Point localization data
○ ○ ○
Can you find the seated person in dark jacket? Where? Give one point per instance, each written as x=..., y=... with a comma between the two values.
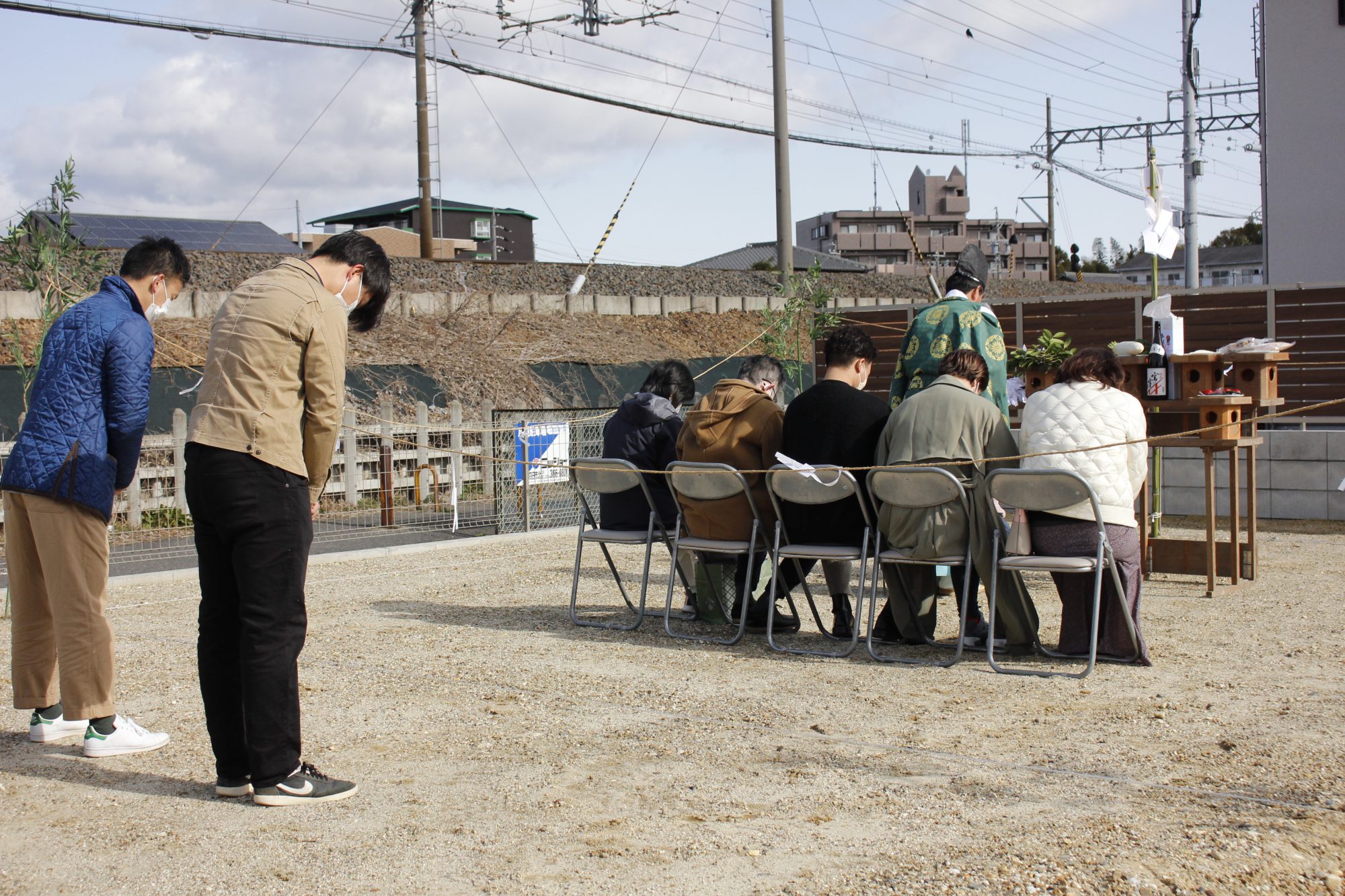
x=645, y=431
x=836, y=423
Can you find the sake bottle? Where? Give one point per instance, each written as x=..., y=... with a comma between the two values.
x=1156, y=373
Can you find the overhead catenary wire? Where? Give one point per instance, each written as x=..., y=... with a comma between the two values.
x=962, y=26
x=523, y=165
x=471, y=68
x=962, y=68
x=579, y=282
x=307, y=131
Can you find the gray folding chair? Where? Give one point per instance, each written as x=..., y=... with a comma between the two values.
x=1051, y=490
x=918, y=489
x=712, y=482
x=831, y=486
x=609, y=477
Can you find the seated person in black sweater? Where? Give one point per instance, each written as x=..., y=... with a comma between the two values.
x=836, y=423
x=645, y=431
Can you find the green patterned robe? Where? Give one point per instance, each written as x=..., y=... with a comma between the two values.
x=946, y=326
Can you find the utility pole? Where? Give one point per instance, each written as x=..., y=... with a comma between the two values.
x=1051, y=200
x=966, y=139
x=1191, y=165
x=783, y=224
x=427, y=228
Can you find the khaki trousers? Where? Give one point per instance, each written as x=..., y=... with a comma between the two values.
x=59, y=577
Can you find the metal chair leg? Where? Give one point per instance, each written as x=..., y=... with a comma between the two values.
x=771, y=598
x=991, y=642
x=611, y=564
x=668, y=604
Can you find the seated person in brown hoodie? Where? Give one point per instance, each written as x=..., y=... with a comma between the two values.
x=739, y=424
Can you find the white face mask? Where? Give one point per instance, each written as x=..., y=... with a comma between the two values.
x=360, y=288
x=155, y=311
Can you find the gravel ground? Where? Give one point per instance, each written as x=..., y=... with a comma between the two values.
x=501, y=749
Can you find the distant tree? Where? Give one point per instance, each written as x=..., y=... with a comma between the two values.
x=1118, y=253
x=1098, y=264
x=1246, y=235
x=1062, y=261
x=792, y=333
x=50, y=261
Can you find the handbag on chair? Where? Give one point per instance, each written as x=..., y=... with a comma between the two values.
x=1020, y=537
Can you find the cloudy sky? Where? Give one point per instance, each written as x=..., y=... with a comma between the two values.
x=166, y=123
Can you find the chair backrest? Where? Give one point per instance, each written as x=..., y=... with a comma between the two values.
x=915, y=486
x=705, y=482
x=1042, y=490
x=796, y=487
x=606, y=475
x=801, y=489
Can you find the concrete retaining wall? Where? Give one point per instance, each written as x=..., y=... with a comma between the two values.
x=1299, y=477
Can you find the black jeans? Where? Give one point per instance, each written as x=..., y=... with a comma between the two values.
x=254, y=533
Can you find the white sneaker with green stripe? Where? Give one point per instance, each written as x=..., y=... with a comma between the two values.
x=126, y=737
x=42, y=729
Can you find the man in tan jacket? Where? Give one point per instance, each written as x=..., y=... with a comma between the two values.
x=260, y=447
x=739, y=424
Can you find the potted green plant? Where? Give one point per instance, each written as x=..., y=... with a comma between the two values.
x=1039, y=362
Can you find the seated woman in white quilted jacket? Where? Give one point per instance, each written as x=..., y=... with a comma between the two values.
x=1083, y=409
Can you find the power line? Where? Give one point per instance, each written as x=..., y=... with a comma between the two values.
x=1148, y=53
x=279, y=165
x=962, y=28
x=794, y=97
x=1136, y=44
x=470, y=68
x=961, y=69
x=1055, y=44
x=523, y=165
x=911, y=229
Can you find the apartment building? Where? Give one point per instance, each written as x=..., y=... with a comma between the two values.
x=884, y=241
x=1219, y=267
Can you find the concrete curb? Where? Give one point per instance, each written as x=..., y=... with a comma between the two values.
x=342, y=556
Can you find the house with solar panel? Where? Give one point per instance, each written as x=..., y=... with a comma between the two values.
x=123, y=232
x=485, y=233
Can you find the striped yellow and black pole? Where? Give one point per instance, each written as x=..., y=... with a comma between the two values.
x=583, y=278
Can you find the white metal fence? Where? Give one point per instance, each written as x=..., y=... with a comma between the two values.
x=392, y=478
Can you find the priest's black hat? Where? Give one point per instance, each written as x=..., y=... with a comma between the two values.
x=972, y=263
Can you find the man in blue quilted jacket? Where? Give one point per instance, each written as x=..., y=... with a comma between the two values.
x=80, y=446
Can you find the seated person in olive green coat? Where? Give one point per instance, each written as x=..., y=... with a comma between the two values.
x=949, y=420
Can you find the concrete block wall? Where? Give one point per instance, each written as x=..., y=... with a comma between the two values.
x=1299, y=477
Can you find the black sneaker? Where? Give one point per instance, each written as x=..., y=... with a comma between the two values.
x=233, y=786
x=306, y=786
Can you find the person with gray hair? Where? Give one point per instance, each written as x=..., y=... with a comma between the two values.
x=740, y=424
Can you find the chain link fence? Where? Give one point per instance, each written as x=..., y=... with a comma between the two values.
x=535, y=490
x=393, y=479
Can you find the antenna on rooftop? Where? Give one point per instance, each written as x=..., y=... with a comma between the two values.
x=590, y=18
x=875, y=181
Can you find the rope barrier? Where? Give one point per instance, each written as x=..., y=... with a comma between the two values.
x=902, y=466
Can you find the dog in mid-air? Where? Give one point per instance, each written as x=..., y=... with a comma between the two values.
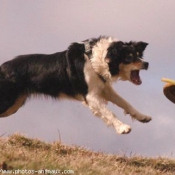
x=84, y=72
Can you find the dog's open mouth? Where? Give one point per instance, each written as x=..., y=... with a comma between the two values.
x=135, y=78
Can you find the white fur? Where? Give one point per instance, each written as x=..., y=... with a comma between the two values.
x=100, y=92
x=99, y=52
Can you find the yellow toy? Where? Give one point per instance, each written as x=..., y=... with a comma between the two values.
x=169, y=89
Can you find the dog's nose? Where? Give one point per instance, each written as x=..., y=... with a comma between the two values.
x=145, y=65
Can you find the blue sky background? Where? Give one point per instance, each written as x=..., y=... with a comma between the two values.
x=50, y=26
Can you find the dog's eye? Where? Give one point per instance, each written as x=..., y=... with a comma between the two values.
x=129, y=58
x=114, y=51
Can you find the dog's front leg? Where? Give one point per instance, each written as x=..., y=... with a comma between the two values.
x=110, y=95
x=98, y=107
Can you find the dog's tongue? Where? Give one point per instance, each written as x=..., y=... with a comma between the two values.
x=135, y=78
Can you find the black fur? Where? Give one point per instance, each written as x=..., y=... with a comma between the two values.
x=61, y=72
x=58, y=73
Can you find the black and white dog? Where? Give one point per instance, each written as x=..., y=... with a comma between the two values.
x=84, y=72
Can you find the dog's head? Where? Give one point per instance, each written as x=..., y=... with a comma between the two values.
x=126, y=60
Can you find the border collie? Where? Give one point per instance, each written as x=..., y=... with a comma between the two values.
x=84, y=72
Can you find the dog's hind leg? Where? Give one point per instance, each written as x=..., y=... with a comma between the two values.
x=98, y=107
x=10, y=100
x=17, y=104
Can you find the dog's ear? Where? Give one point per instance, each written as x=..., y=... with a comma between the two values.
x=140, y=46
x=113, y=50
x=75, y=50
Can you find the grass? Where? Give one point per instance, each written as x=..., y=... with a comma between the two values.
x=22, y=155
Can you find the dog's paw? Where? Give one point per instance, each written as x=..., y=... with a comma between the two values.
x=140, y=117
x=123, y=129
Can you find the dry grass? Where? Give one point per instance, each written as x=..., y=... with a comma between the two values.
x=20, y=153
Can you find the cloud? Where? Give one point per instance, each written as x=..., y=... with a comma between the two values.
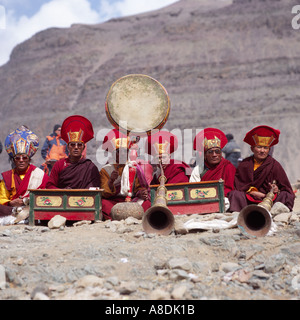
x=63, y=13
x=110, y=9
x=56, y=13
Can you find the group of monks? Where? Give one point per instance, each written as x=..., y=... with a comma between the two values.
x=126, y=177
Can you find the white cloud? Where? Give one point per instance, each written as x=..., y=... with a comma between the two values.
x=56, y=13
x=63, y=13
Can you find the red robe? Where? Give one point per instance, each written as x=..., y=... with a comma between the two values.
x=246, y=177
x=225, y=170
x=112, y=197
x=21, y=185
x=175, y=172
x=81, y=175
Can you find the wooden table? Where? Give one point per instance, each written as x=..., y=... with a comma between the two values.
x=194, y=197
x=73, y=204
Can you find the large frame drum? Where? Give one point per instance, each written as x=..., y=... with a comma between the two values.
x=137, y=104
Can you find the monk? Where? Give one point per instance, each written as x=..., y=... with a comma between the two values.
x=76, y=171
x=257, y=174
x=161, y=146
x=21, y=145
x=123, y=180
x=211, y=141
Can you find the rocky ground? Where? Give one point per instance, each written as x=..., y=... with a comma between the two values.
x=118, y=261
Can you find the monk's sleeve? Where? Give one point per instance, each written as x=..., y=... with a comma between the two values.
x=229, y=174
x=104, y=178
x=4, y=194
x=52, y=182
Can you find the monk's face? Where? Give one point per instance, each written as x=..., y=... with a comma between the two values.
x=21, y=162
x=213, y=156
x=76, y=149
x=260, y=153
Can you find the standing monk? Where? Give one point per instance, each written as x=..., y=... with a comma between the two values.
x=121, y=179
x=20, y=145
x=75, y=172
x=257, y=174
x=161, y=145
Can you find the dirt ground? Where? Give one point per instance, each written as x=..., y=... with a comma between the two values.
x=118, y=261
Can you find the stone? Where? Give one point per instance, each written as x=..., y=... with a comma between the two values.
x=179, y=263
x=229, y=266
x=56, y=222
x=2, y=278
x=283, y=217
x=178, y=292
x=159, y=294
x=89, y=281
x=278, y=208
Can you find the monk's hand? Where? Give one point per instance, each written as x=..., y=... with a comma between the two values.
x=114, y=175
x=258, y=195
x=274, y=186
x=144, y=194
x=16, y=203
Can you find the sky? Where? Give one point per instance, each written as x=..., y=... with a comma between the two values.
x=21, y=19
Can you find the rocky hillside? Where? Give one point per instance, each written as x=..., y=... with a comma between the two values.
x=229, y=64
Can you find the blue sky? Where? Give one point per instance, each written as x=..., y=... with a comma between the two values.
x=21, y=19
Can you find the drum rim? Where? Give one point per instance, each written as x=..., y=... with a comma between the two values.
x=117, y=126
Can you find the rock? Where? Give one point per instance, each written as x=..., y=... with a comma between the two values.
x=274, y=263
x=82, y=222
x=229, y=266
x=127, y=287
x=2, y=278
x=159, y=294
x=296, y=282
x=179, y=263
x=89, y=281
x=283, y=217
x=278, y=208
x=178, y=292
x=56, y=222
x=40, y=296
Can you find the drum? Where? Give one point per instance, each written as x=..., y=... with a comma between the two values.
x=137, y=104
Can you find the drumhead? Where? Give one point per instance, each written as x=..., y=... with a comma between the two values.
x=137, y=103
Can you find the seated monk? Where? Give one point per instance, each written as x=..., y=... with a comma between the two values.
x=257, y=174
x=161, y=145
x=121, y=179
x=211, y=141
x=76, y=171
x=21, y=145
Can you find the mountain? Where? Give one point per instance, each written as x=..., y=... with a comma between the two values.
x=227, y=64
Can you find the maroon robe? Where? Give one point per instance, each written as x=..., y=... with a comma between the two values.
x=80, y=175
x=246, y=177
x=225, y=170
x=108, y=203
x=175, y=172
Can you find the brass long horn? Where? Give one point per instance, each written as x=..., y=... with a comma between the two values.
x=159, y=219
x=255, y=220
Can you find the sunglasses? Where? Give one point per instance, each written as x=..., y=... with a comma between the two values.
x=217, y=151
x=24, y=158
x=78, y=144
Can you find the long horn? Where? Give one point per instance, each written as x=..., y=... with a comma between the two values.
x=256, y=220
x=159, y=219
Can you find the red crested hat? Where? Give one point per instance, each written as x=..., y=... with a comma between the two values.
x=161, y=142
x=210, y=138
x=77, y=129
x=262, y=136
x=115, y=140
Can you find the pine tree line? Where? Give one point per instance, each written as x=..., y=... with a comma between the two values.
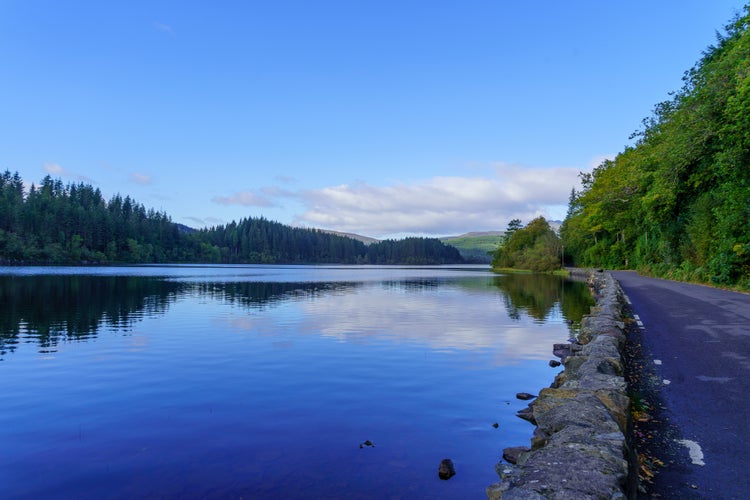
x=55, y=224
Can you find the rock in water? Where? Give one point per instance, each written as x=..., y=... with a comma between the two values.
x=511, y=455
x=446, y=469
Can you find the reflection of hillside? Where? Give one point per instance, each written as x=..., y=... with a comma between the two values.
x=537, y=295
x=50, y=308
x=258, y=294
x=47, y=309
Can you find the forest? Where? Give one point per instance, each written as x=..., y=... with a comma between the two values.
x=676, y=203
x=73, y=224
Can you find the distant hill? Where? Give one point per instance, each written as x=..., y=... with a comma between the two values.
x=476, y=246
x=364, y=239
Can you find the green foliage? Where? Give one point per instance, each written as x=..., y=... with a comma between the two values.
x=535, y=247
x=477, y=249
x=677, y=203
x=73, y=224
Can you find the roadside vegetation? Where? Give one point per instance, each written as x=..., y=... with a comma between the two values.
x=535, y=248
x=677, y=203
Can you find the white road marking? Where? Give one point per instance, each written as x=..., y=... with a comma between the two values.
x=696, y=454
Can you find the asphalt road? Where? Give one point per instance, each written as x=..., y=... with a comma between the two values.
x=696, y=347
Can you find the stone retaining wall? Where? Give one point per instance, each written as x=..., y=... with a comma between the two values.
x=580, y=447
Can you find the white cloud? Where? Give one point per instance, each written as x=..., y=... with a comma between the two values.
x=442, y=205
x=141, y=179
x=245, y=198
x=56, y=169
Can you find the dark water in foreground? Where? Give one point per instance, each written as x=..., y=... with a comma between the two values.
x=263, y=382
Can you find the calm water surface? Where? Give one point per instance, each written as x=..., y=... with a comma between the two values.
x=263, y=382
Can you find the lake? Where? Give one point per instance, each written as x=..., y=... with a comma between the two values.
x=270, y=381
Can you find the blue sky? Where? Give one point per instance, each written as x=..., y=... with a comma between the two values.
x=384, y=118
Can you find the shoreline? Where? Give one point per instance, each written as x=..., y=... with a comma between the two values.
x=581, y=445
○ ○ ○
→ **What to work on**
Every line from the one with "Can you find the dark" to the end of the records above should be returned exactly, and no other lines.

→ **Expected output**
Can you find the dark water in foreground? Where? Give one point per instance, each written as x=..., y=... with a comma between the two values.
x=263, y=382
Can you find the calm water surface? Where? Give one point per instance, each written as x=..., y=... with a comma between the two values.
x=263, y=382
Can you find the lake? Where? Give one point per instance, each written as x=..., y=... with a comma between the two values.
x=270, y=381
Can you find the blue sky? Where? Give one point per instance, each written as x=..., y=... with a comma between the two values.
x=384, y=118
Can you find the shoreline? Where? Give one point per instance, each written as x=..., y=... with a comma between the two values.
x=581, y=445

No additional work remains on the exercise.